■ **THE EXERCISE**: Please list every line of the data that contains the string "trace", treating uppercase and lowercase as different.

== DATA LINES ==

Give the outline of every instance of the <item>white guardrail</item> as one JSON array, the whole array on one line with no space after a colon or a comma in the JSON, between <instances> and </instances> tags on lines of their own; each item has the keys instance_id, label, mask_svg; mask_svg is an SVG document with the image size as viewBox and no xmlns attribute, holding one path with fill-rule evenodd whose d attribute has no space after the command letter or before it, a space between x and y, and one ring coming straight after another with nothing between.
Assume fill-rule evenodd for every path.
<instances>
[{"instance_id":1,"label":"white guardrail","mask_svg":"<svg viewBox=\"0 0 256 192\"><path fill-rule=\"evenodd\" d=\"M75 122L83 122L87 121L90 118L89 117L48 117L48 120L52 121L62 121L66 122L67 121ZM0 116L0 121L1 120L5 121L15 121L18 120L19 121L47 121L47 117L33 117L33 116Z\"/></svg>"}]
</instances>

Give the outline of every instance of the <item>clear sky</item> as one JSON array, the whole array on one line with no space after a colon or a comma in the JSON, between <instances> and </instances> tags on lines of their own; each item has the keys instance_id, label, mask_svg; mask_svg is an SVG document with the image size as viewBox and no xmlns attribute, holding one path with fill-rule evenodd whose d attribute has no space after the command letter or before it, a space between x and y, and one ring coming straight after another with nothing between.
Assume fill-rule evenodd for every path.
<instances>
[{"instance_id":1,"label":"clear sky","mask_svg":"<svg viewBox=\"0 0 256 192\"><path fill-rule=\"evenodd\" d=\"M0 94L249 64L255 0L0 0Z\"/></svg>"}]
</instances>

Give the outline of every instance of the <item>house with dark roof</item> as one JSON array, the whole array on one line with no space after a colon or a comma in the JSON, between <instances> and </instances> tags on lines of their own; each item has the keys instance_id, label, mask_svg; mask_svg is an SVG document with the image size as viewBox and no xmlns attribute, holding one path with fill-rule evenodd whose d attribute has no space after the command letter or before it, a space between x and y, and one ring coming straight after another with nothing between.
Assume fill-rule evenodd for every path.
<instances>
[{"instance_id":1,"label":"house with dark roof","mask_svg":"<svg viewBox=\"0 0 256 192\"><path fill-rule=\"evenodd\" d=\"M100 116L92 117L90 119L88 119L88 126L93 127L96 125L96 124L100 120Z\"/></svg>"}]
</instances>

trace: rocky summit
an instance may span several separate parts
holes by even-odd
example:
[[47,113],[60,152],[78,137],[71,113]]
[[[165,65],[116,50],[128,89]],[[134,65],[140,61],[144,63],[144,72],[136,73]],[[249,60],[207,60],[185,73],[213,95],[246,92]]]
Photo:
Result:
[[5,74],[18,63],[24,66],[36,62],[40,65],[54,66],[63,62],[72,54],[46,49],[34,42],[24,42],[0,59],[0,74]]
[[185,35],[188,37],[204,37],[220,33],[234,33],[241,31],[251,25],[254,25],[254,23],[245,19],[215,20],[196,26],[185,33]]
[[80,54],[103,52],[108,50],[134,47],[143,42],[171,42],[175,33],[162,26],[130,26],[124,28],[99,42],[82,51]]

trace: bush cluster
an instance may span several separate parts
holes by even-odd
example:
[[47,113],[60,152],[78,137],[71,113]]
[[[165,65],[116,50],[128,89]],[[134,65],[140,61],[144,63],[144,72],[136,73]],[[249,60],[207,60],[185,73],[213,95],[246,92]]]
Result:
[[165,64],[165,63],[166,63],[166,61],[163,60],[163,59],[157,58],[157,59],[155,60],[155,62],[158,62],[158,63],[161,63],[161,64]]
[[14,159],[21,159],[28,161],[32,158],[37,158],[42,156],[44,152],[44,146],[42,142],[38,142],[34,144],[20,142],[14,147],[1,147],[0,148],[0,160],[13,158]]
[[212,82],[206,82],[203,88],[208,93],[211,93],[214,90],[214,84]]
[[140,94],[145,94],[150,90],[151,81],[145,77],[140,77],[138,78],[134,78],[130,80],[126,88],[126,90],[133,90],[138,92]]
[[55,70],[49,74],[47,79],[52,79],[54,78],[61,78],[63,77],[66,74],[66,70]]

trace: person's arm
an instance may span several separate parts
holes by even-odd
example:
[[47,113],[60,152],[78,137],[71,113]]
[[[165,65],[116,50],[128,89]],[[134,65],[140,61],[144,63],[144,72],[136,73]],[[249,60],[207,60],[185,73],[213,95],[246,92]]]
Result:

===

■ **RESULT FOR THIS EXERCISE**:
trace: rocky summit
trace: bush cluster
trace: person's arm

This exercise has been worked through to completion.